* _REQUIREMENT_
From the data below, return the exact lines starting at the line containing "the pencil sharpener" and ending at the line containing "the paintbrush bristle", both included, and nothing else.

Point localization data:
━━━━━━

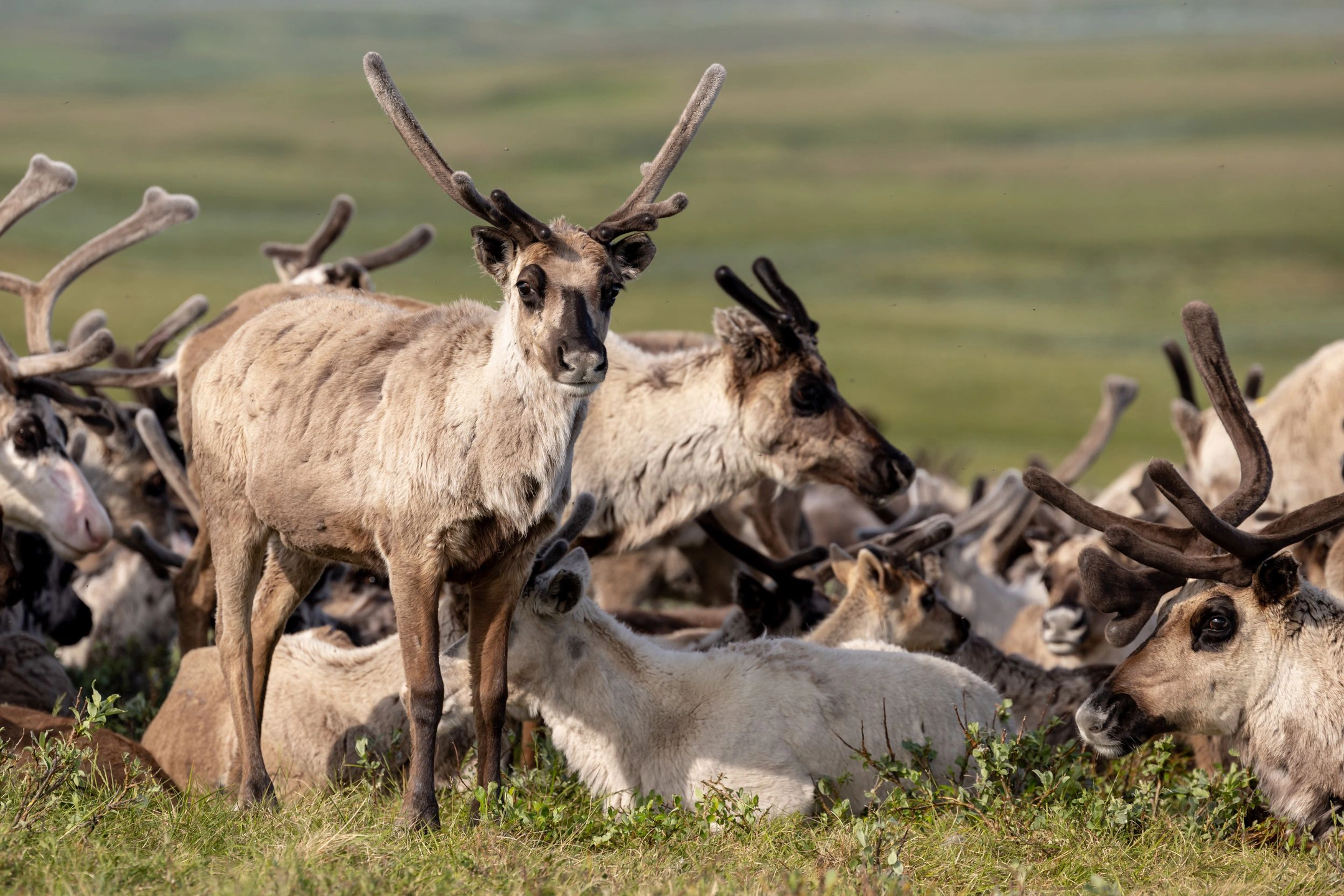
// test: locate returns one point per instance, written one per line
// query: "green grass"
(983, 229)
(1147, 824)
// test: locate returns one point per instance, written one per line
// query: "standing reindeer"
(431, 445)
(678, 433)
(1246, 649)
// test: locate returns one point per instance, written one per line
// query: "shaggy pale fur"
(320, 702)
(1276, 687)
(673, 434)
(769, 717)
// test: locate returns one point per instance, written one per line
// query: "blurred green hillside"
(986, 219)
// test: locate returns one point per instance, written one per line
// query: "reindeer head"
(903, 605)
(40, 488)
(793, 414)
(559, 280)
(1069, 625)
(1239, 601)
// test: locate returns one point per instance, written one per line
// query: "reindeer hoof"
(257, 791)
(420, 814)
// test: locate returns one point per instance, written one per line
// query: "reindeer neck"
(663, 442)
(608, 696)
(854, 620)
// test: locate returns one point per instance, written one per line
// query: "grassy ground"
(984, 229)
(1144, 825)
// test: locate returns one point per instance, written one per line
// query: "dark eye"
(528, 294)
(156, 487)
(609, 296)
(810, 396)
(29, 438)
(1214, 625)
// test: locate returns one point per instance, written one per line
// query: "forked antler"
(156, 213)
(499, 210)
(292, 258)
(778, 571)
(639, 213)
(1213, 547)
(166, 459)
(786, 319)
(642, 210)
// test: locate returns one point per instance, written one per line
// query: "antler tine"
(921, 538)
(640, 212)
(1094, 518)
(413, 242)
(1254, 382)
(1206, 345)
(558, 547)
(151, 548)
(457, 184)
(156, 442)
(784, 296)
(1132, 595)
(88, 324)
(90, 351)
(292, 258)
(773, 319)
(1118, 394)
(156, 213)
(44, 182)
(170, 328)
(782, 571)
(1177, 358)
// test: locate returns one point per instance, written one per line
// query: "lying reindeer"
(1245, 648)
(769, 717)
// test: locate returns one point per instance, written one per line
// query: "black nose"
(581, 365)
(894, 472)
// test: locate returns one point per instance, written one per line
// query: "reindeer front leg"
(416, 587)
(493, 594)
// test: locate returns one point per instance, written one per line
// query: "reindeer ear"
(1190, 426)
(495, 251)
(567, 582)
(632, 256)
(842, 563)
(869, 569)
(753, 347)
(1277, 581)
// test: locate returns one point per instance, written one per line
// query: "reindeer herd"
(362, 495)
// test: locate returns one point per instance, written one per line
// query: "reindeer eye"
(1214, 627)
(808, 395)
(29, 438)
(609, 296)
(156, 487)
(528, 294)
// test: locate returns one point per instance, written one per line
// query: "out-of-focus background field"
(988, 206)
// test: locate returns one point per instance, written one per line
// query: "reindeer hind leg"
(238, 548)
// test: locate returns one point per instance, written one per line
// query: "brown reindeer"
(678, 433)
(427, 445)
(1245, 649)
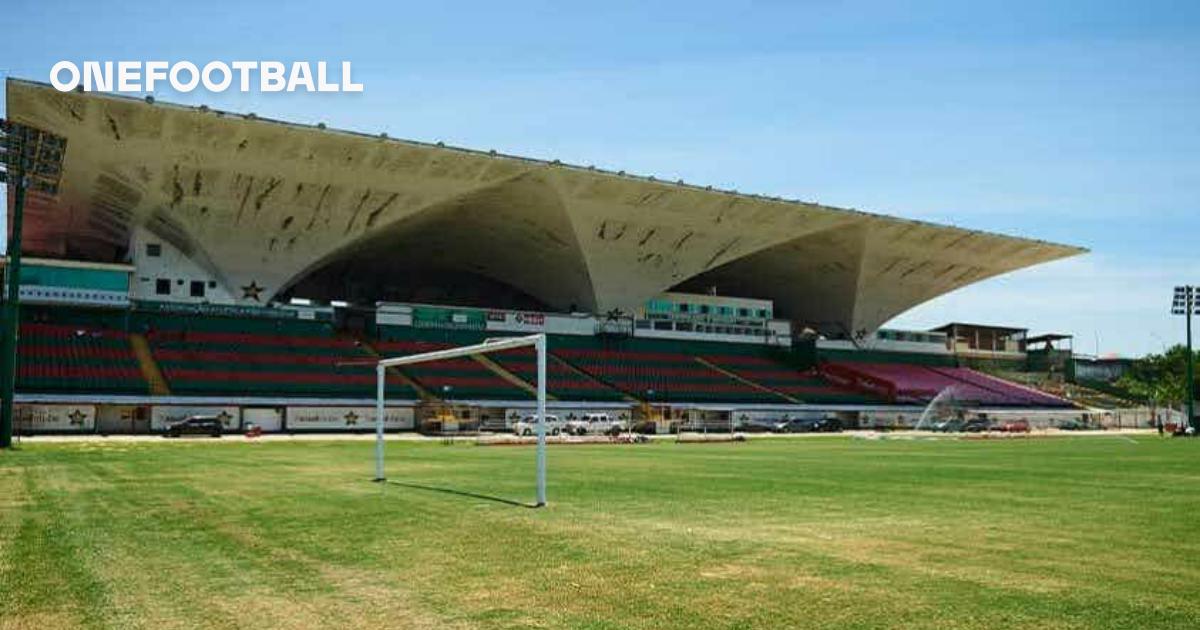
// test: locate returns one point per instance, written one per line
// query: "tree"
(1159, 379)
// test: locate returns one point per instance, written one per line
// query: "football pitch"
(1090, 532)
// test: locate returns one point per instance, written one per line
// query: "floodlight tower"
(1187, 304)
(30, 159)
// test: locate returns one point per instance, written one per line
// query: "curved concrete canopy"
(271, 203)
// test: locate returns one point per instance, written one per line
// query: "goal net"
(537, 341)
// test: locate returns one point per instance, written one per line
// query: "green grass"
(784, 533)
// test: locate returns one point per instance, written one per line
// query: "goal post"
(508, 343)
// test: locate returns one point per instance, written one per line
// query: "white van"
(528, 425)
(598, 424)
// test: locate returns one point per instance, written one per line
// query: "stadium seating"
(215, 355)
(453, 378)
(657, 372)
(91, 359)
(807, 387)
(1013, 394)
(918, 383)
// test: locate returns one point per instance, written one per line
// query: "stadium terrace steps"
(562, 379)
(54, 358)
(735, 376)
(658, 372)
(803, 385)
(921, 383)
(1014, 393)
(150, 370)
(460, 378)
(211, 355)
(483, 359)
(421, 393)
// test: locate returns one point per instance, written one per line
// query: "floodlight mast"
(537, 341)
(1187, 304)
(30, 159)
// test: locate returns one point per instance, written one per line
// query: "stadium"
(195, 261)
(289, 289)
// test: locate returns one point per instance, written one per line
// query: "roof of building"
(270, 203)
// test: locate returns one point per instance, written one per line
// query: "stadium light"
(30, 160)
(1186, 303)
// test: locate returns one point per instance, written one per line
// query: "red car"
(1015, 426)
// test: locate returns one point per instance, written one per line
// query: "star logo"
(252, 292)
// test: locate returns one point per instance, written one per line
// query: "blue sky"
(1068, 121)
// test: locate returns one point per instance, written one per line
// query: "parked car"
(196, 425)
(1015, 426)
(760, 425)
(595, 423)
(528, 425)
(809, 425)
(977, 425)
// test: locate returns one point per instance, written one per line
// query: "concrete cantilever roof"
(268, 202)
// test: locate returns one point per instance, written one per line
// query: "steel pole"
(11, 311)
(379, 393)
(1191, 361)
(540, 346)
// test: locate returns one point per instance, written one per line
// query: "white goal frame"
(537, 341)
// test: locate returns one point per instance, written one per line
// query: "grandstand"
(197, 259)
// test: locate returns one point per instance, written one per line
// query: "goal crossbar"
(490, 346)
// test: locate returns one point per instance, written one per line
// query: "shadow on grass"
(463, 493)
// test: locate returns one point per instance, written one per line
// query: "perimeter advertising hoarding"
(346, 418)
(46, 418)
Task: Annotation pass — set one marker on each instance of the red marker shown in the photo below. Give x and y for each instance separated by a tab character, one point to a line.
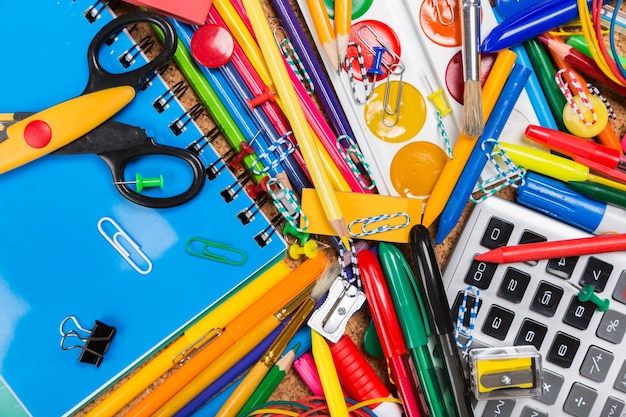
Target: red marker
600	158
555	249
388	328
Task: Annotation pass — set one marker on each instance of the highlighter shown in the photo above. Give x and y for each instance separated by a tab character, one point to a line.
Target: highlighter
555	199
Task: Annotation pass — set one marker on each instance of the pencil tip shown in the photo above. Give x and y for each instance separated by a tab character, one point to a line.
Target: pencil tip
472	109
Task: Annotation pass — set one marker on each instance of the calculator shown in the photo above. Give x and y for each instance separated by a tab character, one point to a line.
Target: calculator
582	348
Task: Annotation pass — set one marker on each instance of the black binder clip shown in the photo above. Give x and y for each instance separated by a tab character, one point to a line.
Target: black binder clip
95	342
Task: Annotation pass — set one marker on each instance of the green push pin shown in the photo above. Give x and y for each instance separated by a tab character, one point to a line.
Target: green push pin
587	293
141	182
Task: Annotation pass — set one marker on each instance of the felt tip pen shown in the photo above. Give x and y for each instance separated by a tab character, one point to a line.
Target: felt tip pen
431	286
555	199
413	319
388	329
531	22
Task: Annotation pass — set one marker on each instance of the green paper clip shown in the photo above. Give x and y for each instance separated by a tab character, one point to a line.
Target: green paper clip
209	250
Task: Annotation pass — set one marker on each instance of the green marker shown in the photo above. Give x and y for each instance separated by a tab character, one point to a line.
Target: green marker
413	320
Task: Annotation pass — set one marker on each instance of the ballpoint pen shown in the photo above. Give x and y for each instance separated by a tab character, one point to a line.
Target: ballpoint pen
478	158
413	319
607	161
555	199
531	22
555	249
386	323
431	286
553	165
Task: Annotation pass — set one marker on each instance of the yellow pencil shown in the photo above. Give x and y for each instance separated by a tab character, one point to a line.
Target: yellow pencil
324	30
161	361
343	24
463	148
297	120
328	376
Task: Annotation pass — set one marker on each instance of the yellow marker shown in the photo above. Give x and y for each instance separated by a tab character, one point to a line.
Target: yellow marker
56	126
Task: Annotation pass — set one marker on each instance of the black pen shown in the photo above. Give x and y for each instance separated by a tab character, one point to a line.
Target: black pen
429	274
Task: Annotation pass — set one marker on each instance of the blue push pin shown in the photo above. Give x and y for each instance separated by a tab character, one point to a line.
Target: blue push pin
376	67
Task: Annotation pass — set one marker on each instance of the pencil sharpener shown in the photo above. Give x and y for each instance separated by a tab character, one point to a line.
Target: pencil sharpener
506	372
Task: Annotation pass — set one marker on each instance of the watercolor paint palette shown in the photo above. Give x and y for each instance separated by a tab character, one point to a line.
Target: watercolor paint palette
401	88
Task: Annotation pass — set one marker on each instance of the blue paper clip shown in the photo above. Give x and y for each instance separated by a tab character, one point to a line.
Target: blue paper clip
209	249
116	239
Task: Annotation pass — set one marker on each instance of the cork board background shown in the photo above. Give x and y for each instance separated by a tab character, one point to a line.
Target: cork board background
292	388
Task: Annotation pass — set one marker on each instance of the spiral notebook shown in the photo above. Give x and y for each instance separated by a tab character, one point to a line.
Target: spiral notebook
56	266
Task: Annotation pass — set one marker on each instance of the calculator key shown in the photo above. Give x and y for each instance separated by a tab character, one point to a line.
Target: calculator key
612	326
532	412
596	273
514	284
497	234
547	299
562	267
580	400
620	381
498	408
528	236
612	408
596	364
531	332
498	322
552	384
480	274
619	292
563	350
579	314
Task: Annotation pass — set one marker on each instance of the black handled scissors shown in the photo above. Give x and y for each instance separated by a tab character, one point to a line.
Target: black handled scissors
118	144
23	139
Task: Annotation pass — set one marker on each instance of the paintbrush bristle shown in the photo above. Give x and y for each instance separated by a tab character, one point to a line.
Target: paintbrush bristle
472	109
325	280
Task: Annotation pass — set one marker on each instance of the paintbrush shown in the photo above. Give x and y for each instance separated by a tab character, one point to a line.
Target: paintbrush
251	381
472	94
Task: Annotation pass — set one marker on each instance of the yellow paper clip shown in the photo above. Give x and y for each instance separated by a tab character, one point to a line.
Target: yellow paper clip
117	239
209	249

━━━━━━

* _OUTPUT OF THE TASK_
Task: Annotation pass — set one marker on each instance of the pencil sharpener shown in the photo above. Give x and y for each instance separated by a tab character, one point to a line.
Target: pencil sharpener
506	372
Task: Annotation pass — set one marker on each instance of the watercolor paint palette shown in the photo above. Give x and y for each instance separated by a tab character, one point to a line.
Target: watercolor paint palette
401	88
Task: Annotation pass — set one marker on each instance of the blue paper clip shown in the photo above. Give x and y for each instance separated by a tab character, one point to a line.
Target: blue paper clip
209	249
116	239
Task: Annotation pass — set one marker on each instance of the cork board background shown in the photo above. Give x and y for each instance separated by a tab character, one point to a line.
Target: cork board background
292	388
Task: Annotation pass — set one marker on each instance of the spiral notebook shown in the photo above. Give x and y for each instance separated by a tab character, one point to a line.
Target: spiral notebook
56	266
Task: Annotation pass — set one marker on each instance of the calculator key shown in the photo above. Give x and y for each instance separated by a tab character, one point to a line.
Target: calculator key
612	326
532	412
596	273
514	284
497	234
547	299
562	267
580	400
620	381
498	408
528	236
612	408
596	364
531	332
498	322
552	384
480	274
619	292
563	350
579	314
Task: Annotation pass — set one marker on each instance of the black handled scissors shown in the photo above. Give x and y for each instance separated by a tab character, one point to a line.
Target: black handled scissors
118	144
23	139
Task: Annotation pass — set one marker on each instance of the paintbrush bristle shown in the photo above. Give x and y for each instance separated by a tab character, one point to a line.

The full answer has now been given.